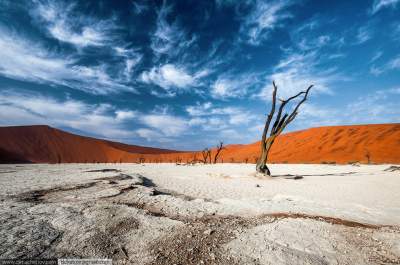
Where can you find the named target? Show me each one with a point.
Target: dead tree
(220, 147)
(278, 126)
(206, 155)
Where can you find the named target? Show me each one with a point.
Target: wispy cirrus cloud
(233, 86)
(296, 72)
(391, 65)
(172, 78)
(169, 38)
(364, 34)
(23, 59)
(211, 117)
(63, 22)
(27, 108)
(264, 17)
(381, 4)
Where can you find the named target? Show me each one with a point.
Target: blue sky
(186, 74)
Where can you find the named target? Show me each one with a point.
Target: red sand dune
(378, 143)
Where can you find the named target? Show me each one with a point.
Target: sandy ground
(201, 214)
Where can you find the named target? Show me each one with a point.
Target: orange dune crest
(375, 143)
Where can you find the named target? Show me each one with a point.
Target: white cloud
(214, 118)
(139, 7)
(376, 56)
(148, 134)
(25, 60)
(168, 125)
(231, 86)
(168, 38)
(169, 77)
(393, 64)
(125, 114)
(296, 72)
(265, 17)
(65, 24)
(363, 34)
(380, 4)
(28, 109)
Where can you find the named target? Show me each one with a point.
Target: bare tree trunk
(278, 126)
(220, 147)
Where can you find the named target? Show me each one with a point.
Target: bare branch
(271, 114)
(220, 147)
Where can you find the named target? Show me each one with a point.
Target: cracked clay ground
(202, 214)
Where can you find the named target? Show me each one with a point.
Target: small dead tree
(206, 153)
(278, 126)
(220, 147)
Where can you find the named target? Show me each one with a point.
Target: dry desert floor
(201, 214)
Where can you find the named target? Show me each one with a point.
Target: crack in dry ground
(198, 241)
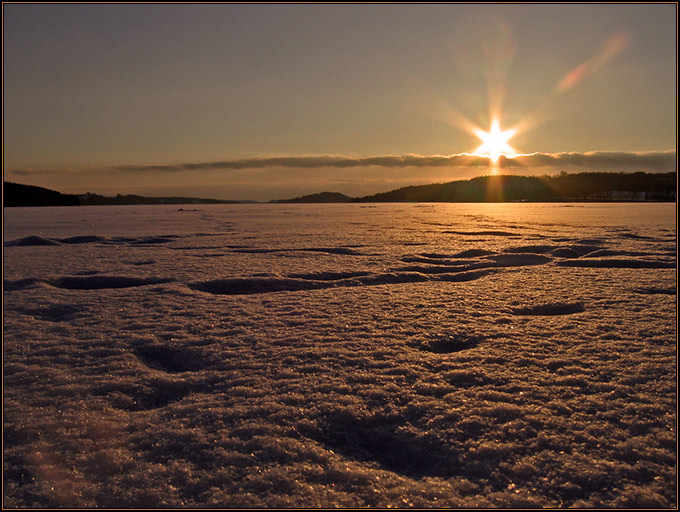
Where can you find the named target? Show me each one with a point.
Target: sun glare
(495, 142)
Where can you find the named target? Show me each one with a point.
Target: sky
(270, 101)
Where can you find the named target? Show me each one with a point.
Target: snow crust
(393, 355)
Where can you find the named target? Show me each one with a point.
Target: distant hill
(28, 195)
(595, 186)
(96, 199)
(15, 194)
(322, 197)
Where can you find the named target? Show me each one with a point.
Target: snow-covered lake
(392, 355)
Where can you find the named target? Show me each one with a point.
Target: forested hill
(14, 194)
(589, 186)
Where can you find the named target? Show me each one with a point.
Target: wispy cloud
(659, 161)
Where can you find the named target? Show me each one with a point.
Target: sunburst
(495, 142)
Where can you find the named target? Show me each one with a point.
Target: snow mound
(19, 284)
(30, 240)
(328, 276)
(85, 239)
(556, 308)
(245, 286)
(103, 281)
(519, 260)
(616, 263)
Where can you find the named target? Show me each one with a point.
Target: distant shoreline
(587, 187)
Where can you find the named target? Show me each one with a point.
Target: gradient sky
(273, 101)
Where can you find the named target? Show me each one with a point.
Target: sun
(495, 142)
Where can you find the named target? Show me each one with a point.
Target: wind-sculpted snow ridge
(337, 356)
(102, 282)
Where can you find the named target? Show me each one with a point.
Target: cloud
(659, 161)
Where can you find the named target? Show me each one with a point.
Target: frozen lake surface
(393, 355)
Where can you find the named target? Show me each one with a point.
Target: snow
(392, 355)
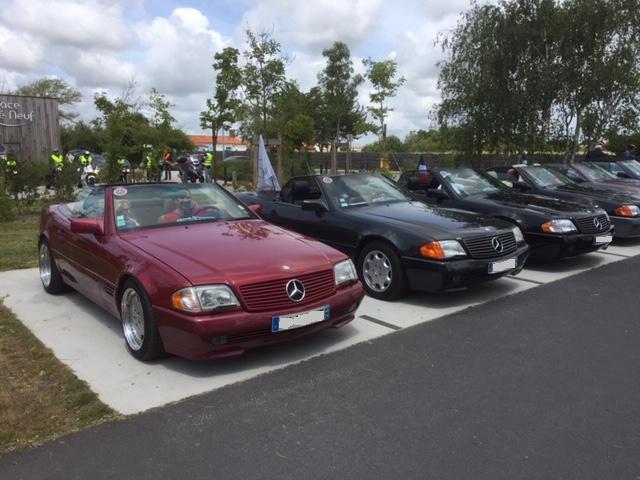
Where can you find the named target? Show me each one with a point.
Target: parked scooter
(188, 171)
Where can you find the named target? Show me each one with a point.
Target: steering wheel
(207, 211)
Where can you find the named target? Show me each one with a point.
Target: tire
(139, 329)
(49, 274)
(381, 272)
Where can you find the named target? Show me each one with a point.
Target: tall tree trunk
(279, 165)
(576, 135)
(214, 144)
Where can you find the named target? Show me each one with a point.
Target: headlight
(440, 250)
(344, 272)
(627, 211)
(518, 234)
(559, 226)
(204, 298)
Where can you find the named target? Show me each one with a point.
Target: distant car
(191, 271)
(553, 228)
(396, 242)
(593, 175)
(621, 168)
(623, 209)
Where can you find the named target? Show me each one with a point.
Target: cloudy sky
(101, 45)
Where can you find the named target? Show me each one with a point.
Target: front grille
(482, 247)
(590, 224)
(272, 295)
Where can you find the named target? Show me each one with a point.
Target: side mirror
(87, 225)
(255, 208)
(437, 193)
(521, 186)
(313, 205)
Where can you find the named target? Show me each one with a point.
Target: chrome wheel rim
(45, 265)
(132, 319)
(377, 271)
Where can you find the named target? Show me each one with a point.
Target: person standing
(522, 159)
(208, 164)
(57, 161)
(167, 164)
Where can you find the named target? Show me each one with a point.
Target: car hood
(599, 193)
(439, 223)
(238, 252)
(537, 203)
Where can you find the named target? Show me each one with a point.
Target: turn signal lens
(559, 226)
(432, 250)
(204, 298)
(443, 249)
(627, 211)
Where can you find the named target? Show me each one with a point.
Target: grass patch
(40, 398)
(19, 243)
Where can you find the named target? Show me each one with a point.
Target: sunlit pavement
(90, 341)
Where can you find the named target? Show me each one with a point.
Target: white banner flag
(267, 179)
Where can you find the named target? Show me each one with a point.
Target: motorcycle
(189, 172)
(52, 176)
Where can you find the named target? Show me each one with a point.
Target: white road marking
(90, 341)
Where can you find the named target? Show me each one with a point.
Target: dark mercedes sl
(623, 209)
(396, 241)
(553, 228)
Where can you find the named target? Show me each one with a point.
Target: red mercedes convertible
(192, 271)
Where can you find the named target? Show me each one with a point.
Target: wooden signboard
(29, 127)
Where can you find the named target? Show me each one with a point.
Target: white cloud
(83, 24)
(18, 52)
(179, 52)
(103, 44)
(314, 26)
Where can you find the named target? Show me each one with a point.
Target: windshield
(144, 206)
(466, 182)
(632, 165)
(593, 172)
(544, 178)
(361, 190)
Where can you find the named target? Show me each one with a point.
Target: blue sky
(102, 45)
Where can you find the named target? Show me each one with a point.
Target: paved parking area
(90, 341)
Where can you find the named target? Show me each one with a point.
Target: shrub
(8, 210)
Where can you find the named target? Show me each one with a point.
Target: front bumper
(546, 246)
(231, 333)
(626, 227)
(434, 276)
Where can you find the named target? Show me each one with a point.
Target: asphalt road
(543, 385)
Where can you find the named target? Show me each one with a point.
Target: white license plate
(502, 266)
(297, 320)
(602, 239)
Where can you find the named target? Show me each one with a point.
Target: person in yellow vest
(124, 169)
(10, 167)
(57, 161)
(85, 158)
(167, 164)
(152, 168)
(208, 163)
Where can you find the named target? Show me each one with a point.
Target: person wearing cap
(85, 158)
(596, 153)
(630, 152)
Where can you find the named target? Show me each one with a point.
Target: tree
(527, 73)
(57, 88)
(126, 130)
(222, 109)
(263, 77)
(339, 86)
(381, 75)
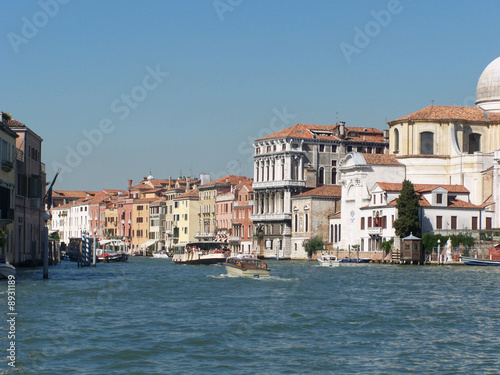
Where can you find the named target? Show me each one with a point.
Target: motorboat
(479, 262)
(160, 254)
(6, 270)
(328, 260)
(246, 266)
(110, 256)
(202, 252)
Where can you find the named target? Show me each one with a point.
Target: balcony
(278, 184)
(374, 231)
(204, 235)
(7, 166)
(271, 217)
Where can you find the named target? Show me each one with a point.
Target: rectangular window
(488, 223)
(439, 222)
(474, 222)
(453, 222)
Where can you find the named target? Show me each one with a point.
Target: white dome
(488, 88)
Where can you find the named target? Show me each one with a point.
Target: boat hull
(199, 258)
(7, 270)
(245, 272)
(479, 262)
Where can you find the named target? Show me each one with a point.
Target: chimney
(342, 130)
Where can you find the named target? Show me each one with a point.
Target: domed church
(455, 145)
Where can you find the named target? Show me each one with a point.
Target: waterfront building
(29, 209)
(186, 216)
(444, 209)
(207, 222)
(7, 187)
(157, 210)
(448, 145)
(359, 173)
(140, 224)
(240, 240)
(291, 160)
(310, 217)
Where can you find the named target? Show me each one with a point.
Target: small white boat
(160, 254)
(246, 266)
(327, 260)
(6, 270)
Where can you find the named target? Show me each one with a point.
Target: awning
(147, 244)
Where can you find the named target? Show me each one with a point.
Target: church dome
(488, 88)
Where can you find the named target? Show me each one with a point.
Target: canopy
(147, 244)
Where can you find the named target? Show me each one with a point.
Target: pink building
(241, 237)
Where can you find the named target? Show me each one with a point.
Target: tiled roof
(194, 193)
(422, 188)
(226, 180)
(381, 159)
(308, 131)
(446, 112)
(322, 191)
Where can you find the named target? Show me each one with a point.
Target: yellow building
(7, 191)
(140, 223)
(207, 215)
(185, 216)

━━━━━━━━

**What you have to do**
From the line containing "Target: tiled roof" down to the last line, reproduce the records exactly. Include both ends.

**Response for this exercise**
Target: tiled roof
(194, 193)
(422, 188)
(226, 180)
(381, 159)
(308, 131)
(446, 112)
(322, 191)
Where can you find the named target? Show me each one with a point.
Target: yellow building
(7, 191)
(140, 223)
(207, 215)
(185, 216)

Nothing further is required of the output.